__Material to process__.

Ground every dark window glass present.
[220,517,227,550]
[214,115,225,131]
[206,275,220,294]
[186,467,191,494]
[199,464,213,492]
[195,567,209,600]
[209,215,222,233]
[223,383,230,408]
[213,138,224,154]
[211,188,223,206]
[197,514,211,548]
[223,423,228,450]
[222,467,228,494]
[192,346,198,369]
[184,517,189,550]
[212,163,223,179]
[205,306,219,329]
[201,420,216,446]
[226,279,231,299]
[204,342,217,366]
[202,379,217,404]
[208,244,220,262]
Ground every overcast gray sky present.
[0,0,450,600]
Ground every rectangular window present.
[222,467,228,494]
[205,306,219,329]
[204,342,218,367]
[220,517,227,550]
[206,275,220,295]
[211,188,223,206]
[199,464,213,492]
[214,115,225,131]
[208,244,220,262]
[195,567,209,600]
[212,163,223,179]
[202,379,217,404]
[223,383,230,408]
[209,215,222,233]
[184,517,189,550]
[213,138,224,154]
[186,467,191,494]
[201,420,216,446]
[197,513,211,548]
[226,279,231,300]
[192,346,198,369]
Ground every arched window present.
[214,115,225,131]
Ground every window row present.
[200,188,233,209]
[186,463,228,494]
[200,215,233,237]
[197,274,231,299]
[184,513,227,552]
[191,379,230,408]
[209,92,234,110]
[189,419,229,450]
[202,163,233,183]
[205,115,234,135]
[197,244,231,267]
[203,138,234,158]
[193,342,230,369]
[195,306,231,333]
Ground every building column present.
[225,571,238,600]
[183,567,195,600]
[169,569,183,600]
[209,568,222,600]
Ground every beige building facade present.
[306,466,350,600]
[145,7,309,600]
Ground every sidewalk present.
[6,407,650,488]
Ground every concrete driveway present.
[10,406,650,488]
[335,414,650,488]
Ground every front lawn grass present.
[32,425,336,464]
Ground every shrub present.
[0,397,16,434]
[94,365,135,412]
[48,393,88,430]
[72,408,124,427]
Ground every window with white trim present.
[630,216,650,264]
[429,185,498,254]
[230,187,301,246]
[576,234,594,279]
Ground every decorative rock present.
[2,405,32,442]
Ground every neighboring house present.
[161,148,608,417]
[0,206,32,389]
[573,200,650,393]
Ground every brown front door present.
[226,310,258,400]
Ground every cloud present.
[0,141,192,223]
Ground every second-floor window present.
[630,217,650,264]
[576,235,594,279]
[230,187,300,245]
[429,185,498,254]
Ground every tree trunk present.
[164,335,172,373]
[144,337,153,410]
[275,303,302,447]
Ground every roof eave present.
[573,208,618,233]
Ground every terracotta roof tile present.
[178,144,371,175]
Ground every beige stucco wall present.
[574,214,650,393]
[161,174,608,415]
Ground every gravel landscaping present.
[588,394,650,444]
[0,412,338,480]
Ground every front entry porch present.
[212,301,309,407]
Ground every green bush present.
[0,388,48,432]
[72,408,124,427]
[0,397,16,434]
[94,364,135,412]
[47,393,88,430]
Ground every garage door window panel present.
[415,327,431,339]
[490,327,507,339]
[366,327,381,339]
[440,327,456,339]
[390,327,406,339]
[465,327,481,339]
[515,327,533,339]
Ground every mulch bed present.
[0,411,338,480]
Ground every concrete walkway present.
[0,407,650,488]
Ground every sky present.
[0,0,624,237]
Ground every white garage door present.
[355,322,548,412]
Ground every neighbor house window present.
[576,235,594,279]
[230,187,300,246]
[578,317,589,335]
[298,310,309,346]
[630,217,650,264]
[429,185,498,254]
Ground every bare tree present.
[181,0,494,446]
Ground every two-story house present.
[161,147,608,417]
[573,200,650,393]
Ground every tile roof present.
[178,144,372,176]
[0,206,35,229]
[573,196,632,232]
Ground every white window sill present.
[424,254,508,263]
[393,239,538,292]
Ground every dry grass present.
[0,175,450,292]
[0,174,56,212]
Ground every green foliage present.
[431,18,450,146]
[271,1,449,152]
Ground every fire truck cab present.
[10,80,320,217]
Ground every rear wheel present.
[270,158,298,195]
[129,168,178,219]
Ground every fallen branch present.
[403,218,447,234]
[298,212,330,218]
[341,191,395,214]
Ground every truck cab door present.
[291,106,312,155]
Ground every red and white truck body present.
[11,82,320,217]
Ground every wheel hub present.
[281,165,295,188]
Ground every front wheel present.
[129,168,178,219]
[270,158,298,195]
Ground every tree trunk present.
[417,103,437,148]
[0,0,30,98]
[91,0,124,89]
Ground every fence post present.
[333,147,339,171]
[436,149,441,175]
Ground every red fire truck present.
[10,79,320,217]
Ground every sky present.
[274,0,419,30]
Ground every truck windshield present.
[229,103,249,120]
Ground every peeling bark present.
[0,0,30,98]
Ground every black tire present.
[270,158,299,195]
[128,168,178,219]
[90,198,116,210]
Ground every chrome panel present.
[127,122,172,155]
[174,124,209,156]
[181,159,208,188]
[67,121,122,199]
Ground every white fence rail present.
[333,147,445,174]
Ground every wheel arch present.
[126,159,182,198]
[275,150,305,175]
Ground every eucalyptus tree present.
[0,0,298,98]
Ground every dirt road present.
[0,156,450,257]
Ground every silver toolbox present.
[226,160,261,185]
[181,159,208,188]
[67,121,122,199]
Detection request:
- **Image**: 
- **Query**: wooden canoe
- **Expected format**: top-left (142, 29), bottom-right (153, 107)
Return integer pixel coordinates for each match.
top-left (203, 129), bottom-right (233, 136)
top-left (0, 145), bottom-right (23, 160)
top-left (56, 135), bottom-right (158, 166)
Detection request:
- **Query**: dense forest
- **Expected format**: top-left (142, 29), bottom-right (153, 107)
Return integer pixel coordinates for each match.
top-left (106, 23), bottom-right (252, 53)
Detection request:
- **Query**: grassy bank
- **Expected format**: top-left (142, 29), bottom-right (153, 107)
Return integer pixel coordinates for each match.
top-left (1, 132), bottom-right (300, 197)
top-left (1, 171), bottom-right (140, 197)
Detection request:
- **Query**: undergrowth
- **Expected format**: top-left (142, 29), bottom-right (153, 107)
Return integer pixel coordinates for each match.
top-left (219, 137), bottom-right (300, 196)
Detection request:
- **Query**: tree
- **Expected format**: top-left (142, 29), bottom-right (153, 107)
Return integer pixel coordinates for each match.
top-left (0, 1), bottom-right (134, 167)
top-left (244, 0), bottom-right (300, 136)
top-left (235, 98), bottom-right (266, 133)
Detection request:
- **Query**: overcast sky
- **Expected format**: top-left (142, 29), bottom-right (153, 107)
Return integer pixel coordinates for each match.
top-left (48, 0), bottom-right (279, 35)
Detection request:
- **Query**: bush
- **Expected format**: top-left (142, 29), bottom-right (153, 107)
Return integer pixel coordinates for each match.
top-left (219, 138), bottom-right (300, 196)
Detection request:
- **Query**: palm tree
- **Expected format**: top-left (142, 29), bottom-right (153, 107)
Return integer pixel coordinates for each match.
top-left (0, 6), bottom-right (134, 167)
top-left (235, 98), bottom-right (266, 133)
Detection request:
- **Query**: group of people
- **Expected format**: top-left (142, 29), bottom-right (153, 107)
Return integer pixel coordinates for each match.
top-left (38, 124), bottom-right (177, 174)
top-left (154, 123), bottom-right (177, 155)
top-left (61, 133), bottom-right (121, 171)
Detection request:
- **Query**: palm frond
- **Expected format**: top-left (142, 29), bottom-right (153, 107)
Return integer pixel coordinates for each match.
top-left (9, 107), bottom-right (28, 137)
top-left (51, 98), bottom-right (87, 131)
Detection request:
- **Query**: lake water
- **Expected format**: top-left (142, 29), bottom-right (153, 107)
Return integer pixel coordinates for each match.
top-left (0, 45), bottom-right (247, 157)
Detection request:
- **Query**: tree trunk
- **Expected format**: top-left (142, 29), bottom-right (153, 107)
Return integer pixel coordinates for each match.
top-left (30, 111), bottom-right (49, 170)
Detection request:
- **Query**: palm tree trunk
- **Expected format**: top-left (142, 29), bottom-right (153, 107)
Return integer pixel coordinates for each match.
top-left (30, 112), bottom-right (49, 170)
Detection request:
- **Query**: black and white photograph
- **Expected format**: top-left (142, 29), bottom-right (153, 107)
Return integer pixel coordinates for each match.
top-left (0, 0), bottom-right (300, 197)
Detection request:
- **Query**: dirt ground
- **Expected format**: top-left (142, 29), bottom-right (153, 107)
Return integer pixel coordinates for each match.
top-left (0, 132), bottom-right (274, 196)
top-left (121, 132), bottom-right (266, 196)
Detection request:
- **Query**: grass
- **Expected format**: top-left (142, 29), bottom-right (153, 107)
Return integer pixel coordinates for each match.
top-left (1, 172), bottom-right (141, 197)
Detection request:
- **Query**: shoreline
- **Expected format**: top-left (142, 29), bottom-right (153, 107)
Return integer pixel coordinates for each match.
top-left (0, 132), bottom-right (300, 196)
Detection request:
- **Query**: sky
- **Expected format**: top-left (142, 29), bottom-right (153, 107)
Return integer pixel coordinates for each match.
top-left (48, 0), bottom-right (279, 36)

__Written problem__.
Can you render the items as a two-column CSV with the columns task and value, starting with the line containing "Ground every sidewalk present." and going on through the line containing "[271,1,449,152]"? Give one row per item, put its text and its answer each in a single quoted field, and turn any line breaks into spaces.

__Response below__.
task,value
"Ground every sidewalk present.","[6,407,650,488]"
"Ground every concrete driveway present.","[10,406,650,488] [335,414,650,488]"
"Ground every front lawn grass present.","[32,425,336,464]"
"Ground every shrub present.","[0,397,16,434] [94,365,135,412] [48,393,88,430] [72,408,124,427]"
"Ground every window with white trim present.","[630,216,650,264] [429,185,498,254] [230,187,301,246] [576,234,594,279]"
"Ground every decorative rock present.","[2,405,32,442]"
"Ground every neighboring house present.","[161,148,608,417] [0,206,32,389] [573,200,650,393]"
"Ground every brown front door present.","[226,310,258,400]"
"Ground every cloud present.","[0,141,192,223]"
"Ground every second-floor window present.","[630,217,650,264] [576,235,594,279] [230,187,300,245] [429,185,498,254]"
"Ground every tree trunk present.","[164,335,172,373] [144,337,153,410] [275,303,302,447]"
"Ground every roof eave present.","[573,208,618,233]"
"Ground every terracotta roof tile present.","[178,144,371,175]"
"Ground every beige stucco wall present.","[574,214,650,393] [161,174,608,415]"
"Ground every gravel landscaping present.","[588,394,650,444] [0,412,338,480]"
"Ground every front entry porch present.","[212,301,309,407]"
"Ground every green bush present.","[0,388,48,432] [72,408,124,427] [0,397,16,434] [94,364,135,412] [47,393,88,430]"
"Ground every garage door window panel present.","[415,327,431,339] [490,327,507,339] [366,327,381,339] [440,327,456,339] [390,327,406,339] [465,327,481,339] [515,327,533,339]"
"Ground every mulch bed present.","[0,411,338,480]"
"Ground every concrete walkway present.","[0,407,650,488]"
"Ground every sky present.","[0,0,624,237]"
"Ground every white garage door present.","[355,322,548,412]"
"Ground every neighbor house window present.","[576,235,594,279] [230,187,300,246] [578,317,589,335] [298,310,309,346] [630,217,650,264] [429,185,498,254]"
"Ground every bare tree present.","[181,0,494,446]"
"Ground every two-story house present.","[161,147,608,417] [573,200,650,393]"
"Ground every tile roof present.","[178,144,372,176] [0,206,35,229] [573,196,632,232]"
"Ground every white window sill present.","[424,254,508,263] [393,239,538,292]"
"Ground every dry grass present.","[0,175,450,292] [0,174,56,212]"
"Ground every green foliage present.","[431,18,450,146] [271,1,449,152]"